Tom Keegan: Wild Woodland week to end with a round with Tiger
St. Louis — As if this week hasn’t been wild enough already for Gary Woodland. He’s been the target of Mizzou hecklers ad nauseam during the 100th PGA Championship at Bellerive Country Club, was the sole leader after the first and second rounds, and carded a triple-bogey on the 10th hole Saturday.
Well, it’s about to get even wilder Sunday. Woodland, tied for third with Jon Rahm and Rickie Fowler at 9 under, three strokes behind leader Brooks Koepka, is paired with Tiger Woods today at 1:35 p.m. and that’ just fine with him.
“The crowds have been big all week. There’s a ton of KU people. I’m getting a lot of KU and Mizzou people yelling back and forth. It’s been crazy all week,” Woodland said. “It’s obviously, for me, being in enemy territory down here in Missouri country. So it’s been good, though. It’s been good banter. The energy’s been fantastic, which I really fed off, so I’m excited for that.”
Woods will be hunting his first major title since the 2008 U.S. Open at Torrey Pines.
Tiger fans and Tiger fans, of the Missouri and Woods variety, will be rooting against Woodland, but Kansas fans have grown by the day and have made their presence felt.
Golfers aren’t really swayed much anyway by what happens outside the ropes. It’s all about what’s going on between the ropes and the ears.
Woodland had a chance to show what he’s made of after losing four strokes to par in a two-hole stretch with a bogey on No. 9 and a triple on 10. He showed he doesn’t have any mope in him and has a confidence level that’s difficult to dent. He shook off the triple and resumed hunting pins.
He shook it off better than those bleeding for him.
Many wearing Jayhawks on either their golf caps, shirts, or both, fell into a stunned silence as Woodland made his way from the 10th green to the 11th tee box, staring at the manual scoreboard being carried between the ropes, the board that showed Woodland had fallen six strokes behind Koepka, his two playing partner along with Kevin Kisner. Kopeka, who started the day two strokes back and took the lead after the second hole, stood at 13 under on the 11th tee box, Woodland at 7 under.
It would have been easy to write off Woodland at that point, especially with such a star-studded leaderboard.

++++++++

Directive 1 - Name every professional golfer mentioned in the column on Gary Woodland at the PGA Championship.
Directive 2 - Pick up the column on Gary Woodland at the PGA Championship after its final sentence and carry it forward.

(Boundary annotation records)
++++++++

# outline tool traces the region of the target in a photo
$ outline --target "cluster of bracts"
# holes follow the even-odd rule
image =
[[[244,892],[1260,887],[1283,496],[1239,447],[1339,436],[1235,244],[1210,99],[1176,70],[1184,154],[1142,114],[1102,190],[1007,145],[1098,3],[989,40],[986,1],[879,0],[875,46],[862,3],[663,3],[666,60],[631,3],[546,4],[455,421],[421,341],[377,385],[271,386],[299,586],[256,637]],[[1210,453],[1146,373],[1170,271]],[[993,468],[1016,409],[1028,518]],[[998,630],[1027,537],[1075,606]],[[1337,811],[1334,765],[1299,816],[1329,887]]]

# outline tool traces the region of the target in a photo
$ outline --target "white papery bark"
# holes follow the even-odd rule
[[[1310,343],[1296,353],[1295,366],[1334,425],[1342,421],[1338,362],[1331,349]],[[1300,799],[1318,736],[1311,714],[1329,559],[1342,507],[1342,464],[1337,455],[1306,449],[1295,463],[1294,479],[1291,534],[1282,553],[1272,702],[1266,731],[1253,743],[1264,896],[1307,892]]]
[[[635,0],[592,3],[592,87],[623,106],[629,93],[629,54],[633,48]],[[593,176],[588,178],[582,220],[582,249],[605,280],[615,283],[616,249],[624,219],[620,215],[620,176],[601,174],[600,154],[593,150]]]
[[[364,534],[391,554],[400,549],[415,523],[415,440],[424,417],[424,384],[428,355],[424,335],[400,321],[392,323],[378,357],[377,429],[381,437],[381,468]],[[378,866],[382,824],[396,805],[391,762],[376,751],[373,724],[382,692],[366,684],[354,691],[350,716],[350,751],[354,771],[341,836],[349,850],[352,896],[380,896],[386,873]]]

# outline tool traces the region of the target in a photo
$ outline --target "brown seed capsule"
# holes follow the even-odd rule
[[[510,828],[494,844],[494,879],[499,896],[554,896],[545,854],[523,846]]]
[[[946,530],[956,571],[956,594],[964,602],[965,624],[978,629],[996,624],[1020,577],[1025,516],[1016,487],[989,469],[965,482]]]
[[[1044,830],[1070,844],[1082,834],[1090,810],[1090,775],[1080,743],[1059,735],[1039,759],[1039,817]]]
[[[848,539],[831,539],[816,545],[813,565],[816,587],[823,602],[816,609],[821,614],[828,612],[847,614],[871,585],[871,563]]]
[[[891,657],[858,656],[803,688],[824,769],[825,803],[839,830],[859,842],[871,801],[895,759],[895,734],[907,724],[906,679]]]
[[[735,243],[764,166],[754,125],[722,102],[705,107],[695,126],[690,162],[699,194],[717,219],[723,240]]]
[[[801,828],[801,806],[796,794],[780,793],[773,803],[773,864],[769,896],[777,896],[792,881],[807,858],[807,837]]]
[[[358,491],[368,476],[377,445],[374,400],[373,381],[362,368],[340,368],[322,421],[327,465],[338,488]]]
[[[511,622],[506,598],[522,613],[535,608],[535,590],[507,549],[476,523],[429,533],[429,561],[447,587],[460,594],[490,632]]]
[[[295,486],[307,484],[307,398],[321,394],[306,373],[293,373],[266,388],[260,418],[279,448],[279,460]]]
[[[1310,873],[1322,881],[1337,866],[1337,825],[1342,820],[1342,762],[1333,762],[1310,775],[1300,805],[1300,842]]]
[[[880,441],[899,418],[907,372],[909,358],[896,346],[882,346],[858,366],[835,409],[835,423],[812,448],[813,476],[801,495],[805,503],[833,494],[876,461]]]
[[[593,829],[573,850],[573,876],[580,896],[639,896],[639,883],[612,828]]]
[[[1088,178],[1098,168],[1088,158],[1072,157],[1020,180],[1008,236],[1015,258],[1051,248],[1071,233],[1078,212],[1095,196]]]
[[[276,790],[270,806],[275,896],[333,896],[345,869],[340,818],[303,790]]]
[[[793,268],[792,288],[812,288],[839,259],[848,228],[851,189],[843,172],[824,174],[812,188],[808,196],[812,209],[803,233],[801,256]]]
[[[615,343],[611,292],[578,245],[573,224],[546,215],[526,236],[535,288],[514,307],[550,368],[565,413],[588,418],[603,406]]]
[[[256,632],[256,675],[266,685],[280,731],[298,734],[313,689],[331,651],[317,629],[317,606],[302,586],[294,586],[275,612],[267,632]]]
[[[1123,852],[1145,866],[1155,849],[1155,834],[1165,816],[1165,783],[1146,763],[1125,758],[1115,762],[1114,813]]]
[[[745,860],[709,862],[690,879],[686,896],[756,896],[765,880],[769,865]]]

++++++++

Task response 1 - Gary Woodland, Jon Rahm, Rickie Fowler, Brooks Koepka, Tiger Woods, Kevin Kisner

Task response 2 -
As it turned out, my mind went to the same place as Woodland’s at that very moment. It went to the fourth hole of the Friday round in Phoenix, when Woodland hit a bad sand shot and carded a triple bogey. He recovered from that well enough to secure his third PGA tour victory on Super Bowl Sunday. If he did it once, why can’t he do it again? This time, Woodland hit two bad green-side sand shots and one not very good one to score a 7 on the par 4.
What did he tell himself to shake it off?
“I told myself exactly that on 11 tee,” Woodland said of his triple in Phoenix. “For me to make triple on 10, to give myself a little bit of confidence, I told myself I did the same thing in Phoenix. And I really hit some great shots the next couple of holes, gave myself a lot of chances for birdie, and made a couple of them. It was nice to have that in my back pocket, (having) been there in that same situation, and came out on top.”
It all unraveled so quickly for Woodland and he put it back together with similar swiftness on his way to shooting a 1-over 71.
Woodland had made bogey just three times in the first two rounds and did not have any doubles or triples.
Before getting to how he carded a 7, let’s look at what he did up to that point.
He put himself in danger of carding a double on the second hole after pulling his tee shot just enough for his ball to nestle deep into a thick rough with a slight downhill lie. Woodland needed to hit a crisp enough shot out of the rough to cover the water between him and the green. It didn’t quite make it. It would take a great shot and/or putt from 137 yards to avoid a double. Woodland stuck it to 12 inches and tapped in for a bogey. Kopeka birdied the first two holes to take the lead.
“It’s hard to make big numbers,” Woodland said. “On the second hole, when I hit it in the water, that was a big boost to knock it in there tight and only make bogey. You don’t want to give back too many shots out here.”
Woodland immediately recovered the stroke he lost to par by draining a 19-foot birdie putt on No. 3 to move back into a tie with Koepka, who birdied No. 5 to regain sole possession of the lead. They both birdied No. 8 and Koepka birdied 9 to card a 30 on the front. Woodland missed the ninth green to the right and popped up his chip out of the deep rough, leaving himself a 12-footer that he left short.
Just like that, he was three strokes off the lead, his deficit about to swell to six.
How did it happen?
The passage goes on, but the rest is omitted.